**Required work**
Every record must be given again word for word; no picture belongs in the copy.

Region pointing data
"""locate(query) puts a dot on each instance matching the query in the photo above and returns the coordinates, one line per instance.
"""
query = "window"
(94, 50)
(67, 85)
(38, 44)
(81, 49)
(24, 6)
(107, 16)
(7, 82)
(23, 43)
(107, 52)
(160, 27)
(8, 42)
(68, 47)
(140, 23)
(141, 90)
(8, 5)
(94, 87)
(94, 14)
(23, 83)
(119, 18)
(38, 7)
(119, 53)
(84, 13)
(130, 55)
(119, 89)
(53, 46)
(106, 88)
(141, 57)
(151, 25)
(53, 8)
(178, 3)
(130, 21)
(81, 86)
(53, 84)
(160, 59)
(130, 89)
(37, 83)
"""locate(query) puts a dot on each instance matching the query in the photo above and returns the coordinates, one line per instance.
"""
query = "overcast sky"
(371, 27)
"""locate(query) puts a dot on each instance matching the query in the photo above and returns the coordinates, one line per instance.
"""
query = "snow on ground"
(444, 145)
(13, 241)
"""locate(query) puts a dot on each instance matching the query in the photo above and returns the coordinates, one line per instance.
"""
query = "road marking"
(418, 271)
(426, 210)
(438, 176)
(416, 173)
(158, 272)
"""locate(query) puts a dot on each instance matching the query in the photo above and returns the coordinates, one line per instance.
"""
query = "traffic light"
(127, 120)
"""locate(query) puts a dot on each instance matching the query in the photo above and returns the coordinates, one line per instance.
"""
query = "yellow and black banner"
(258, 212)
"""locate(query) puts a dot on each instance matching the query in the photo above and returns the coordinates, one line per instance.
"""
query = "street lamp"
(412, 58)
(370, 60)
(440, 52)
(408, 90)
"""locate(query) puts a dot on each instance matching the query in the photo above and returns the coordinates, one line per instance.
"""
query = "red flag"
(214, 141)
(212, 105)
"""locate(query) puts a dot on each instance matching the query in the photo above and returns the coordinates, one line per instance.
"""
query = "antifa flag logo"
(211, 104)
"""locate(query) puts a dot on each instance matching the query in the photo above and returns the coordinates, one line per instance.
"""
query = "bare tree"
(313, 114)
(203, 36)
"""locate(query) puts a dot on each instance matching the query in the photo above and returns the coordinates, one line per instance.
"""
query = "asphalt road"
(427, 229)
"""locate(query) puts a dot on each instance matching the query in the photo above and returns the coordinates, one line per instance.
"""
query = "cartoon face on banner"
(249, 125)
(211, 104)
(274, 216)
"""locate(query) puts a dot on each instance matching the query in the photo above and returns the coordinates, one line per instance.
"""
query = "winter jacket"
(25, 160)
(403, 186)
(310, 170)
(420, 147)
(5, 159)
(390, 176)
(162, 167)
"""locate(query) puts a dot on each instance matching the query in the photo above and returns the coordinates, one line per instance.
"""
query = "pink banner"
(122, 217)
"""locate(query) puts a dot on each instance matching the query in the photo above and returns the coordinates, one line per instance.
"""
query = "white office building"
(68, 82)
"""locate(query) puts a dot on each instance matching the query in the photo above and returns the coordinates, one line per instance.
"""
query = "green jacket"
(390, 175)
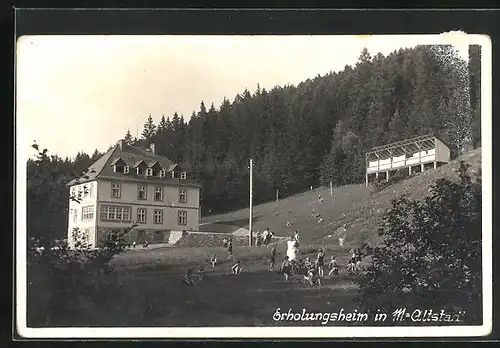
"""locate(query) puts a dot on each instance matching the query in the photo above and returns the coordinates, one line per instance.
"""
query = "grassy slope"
(149, 282)
(355, 205)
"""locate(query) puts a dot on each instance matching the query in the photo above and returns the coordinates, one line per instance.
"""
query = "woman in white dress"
(292, 250)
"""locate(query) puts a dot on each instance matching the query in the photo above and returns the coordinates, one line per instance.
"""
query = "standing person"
(320, 262)
(272, 259)
(296, 236)
(269, 238)
(320, 198)
(286, 268)
(264, 236)
(258, 240)
(292, 250)
(187, 277)
(201, 272)
(333, 265)
(213, 260)
(237, 269)
(230, 249)
(342, 235)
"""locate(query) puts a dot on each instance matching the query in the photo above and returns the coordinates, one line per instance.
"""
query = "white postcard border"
(454, 38)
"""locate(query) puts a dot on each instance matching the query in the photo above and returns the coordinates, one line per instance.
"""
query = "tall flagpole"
(251, 207)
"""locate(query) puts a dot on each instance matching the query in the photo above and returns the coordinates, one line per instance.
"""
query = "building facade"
(414, 155)
(131, 186)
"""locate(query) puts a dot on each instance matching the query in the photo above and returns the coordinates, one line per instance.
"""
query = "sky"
(81, 93)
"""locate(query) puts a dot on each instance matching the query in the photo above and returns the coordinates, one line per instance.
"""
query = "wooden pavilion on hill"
(417, 154)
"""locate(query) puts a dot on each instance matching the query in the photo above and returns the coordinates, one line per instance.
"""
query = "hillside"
(357, 206)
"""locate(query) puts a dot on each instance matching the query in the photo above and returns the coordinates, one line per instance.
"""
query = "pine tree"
(128, 138)
(149, 129)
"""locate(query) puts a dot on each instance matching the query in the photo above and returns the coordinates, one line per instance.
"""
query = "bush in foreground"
(431, 254)
(63, 282)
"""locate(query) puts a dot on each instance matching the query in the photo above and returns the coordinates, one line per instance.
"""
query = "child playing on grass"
(258, 238)
(320, 262)
(201, 272)
(320, 198)
(351, 265)
(272, 259)
(237, 269)
(308, 264)
(286, 268)
(333, 265)
(187, 277)
(230, 249)
(312, 277)
(296, 236)
(213, 260)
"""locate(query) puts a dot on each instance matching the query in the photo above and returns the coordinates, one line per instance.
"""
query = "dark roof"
(131, 156)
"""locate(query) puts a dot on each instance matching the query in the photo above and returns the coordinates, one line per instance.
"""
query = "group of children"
(263, 238)
(312, 271)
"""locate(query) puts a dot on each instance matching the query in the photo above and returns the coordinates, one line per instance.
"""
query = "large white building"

**Solution to this exercise**
"""locate(query) puts a dot on each instance matching the query in the photo above and returns the coordinates, one line per instance.
"""
query = "window"
(94, 50)
(67, 85)
(38, 44)
(81, 49)
(24, 6)
(107, 16)
(7, 82)
(23, 43)
(107, 52)
(160, 27)
(8, 42)
(68, 47)
(140, 23)
(141, 90)
(8, 5)
(94, 87)
(94, 14)
(23, 83)
(119, 18)
(38, 7)
(119, 53)
(84, 13)
(130, 55)
(119, 89)
(53, 46)
(106, 88)
(141, 57)
(151, 25)
(53, 8)
(178, 3)
(130, 21)
(81, 86)
(53, 84)
(160, 59)
(130, 89)
(37, 83)
"""locate(query) puts a dot on each instance matching the query in the photo above and returns the coordinates, one line per instance.
"""
query = "overcast sky"
(371, 27)
"""locate(query) puts a dot on each instance matching the query in the photo above and returns the coordinates, one line per instance.
"""
query = "snow on ground"
(444, 145)
(13, 241)
"""locate(query) puts a dot on each instance matching the query in the photo above and returns the coordinates, one line per instance.
"""
query = "road marking"
(418, 271)
(426, 210)
(438, 176)
(416, 173)
(158, 272)
"""locate(query) puts a dot on each instance matching the query in the photo above and returns the coordinates, one line per instance.
"""
query = "traffic light"
(127, 120)
"""locate(query) puts a dot on each instance matching the query in the photo above and returns the coordinates, one line per instance.
"""
query = "yellow and black banner"
(258, 212)
"""locate(query) puts a dot on each instance matching the query in the photo above and returns the coordinates, one line per instance.
"""
query = "street lamp"
(412, 58)
(370, 60)
(440, 52)
(408, 90)
"""locate(query) puts a dot on each instance matching the query in the photo above and returns the coordinates, one line per instance.
"""
query = "red flag"
(214, 141)
(212, 105)
"""locate(query) puts a dot on each instance matching the query in the photo above and returns the coordinates, one line per instance.
"""
query = "antifa flag logo"
(211, 104)
"""locate(query) puts a dot on each instance matching the query in the photo above and returns the coordinates, one line per instance.
"""
query = "bare tree"
(313, 114)
(203, 36)
"""locate(query) puts a dot on each instance matching the query in the photo above and returns the coordinates, one line per instance.
"""
query = "asphalt road"
(427, 229)
"""locate(query) puts a dot on each instance matching the query in the photo above and returns the coordinates, one line per instance.
"""
query = "cartoon face on banner"
(249, 125)
(211, 104)
(274, 216)
"""locate(query) puts a dot on each instance matching the query in the photo above and returns the coordinates, one line per instance.
"""
query = "winter jacket"
(25, 160)
(403, 186)
(310, 170)
(420, 147)
(5, 159)
(390, 176)
(162, 167)
"""locate(query) puts a dot on each instance matching the query in the photo above and returns the coordinates, one line per instance.
"""
query = "pink banner"
(122, 217)
"""locate(query) puts a dot on each instance matching the query in the photo above and returns the coordinates, one line per instance.
"""
query = "white office building"
(68, 82)
"""locate(query) puts a dot on each instance matching the query in the photo above and returns the coordinates, one line per instance.
"""
query = "green jacket"
(390, 175)
"""locate(query) puts a dot on each instance matching the query in the photo above and returns the coordinates, one line per instance.
"""
query = "grassy slope"
(149, 282)
(355, 205)
"""locate(query) puts a dot on each instance matching the query in the photo above and returns the coordinates, one line per instance.
"""
query = "woman in white dress"
(292, 250)
"""locate(query) puts a dot on each instance matching the query in the photo above and returns the coordinates, one line per instance.
"""
query = "standing person"
(320, 262)
(272, 259)
(296, 236)
(269, 238)
(320, 198)
(286, 268)
(264, 236)
(258, 240)
(292, 250)
(187, 277)
(201, 272)
(333, 265)
(213, 260)
(237, 269)
(230, 249)
(342, 235)
"""locate(query) puts a dot on each instance matching the query in the photo above and returns the coordinates, one line per instance.
"""
query = "white postcard border"
(454, 38)
"""locate(query) puts a dot on each instance matching the query in the photo above and returns the coordinates, one line per instance.
"""
query = "tall flagpole"
(251, 207)
"""locate(query) puts a dot on each instance matching the query in the photo above and returns the coordinates, one line per instance.
"""
query = "building facade"
(414, 155)
(131, 186)
"""locate(query) puts a dot on each instance matching the query in the photo above and returns the coordinates, one line per instance.
"""
query = "sky"
(81, 93)
"""locate(query) puts a dot on each instance matching the query in the photo above and returns the coordinates, one line per instance.
"""
query = "wooden pavilion on hill"
(417, 154)
"""locate(query) puts a dot on each instance matching the query in the photo above and returns the coordinates, one line per instance.
"""
query = "hillside"
(357, 206)
"""locate(query) puts a dot on each instance matching the query in the photo above and returns the coordinates, one line per instance.
"""
query = "pine tree"
(128, 138)
(149, 129)
"""locate(query) puts a dot on each instance matching the query in the photo above and returns the coordinates, one line per instance.
"""
query = "bush in foreground"
(431, 254)
(63, 282)
"""locate(query) puts a dot on each instance matching the query in the photo above and returns the coordinates, one line per instance.
"""
query = "child playing on grass"
(258, 238)
(320, 262)
(201, 272)
(320, 198)
(351, 265)
(272, 259)
(237, 269)
(308, 264)
(286, 268)
(333, 265)
(187, 277)
(230, 249)
(312, 277)
(296, 236)
(213, 260)
"""locate(query) puts a dot on each instance matching the query in the photo above and returns the coordinates, one line per instance.
"""
query = "dark roof"
(131, 156)
"""locate(query) puts a dot on each instance matching the query in the photo above and returns the coordinates, one line per instance.
"""
query = "group of children"
(263, 238)
(312, 271)
"""locate(query) puts a dot on each instance matching the query in the photo above and returns the coordinates, one line per instance.
"""
query = "large white building"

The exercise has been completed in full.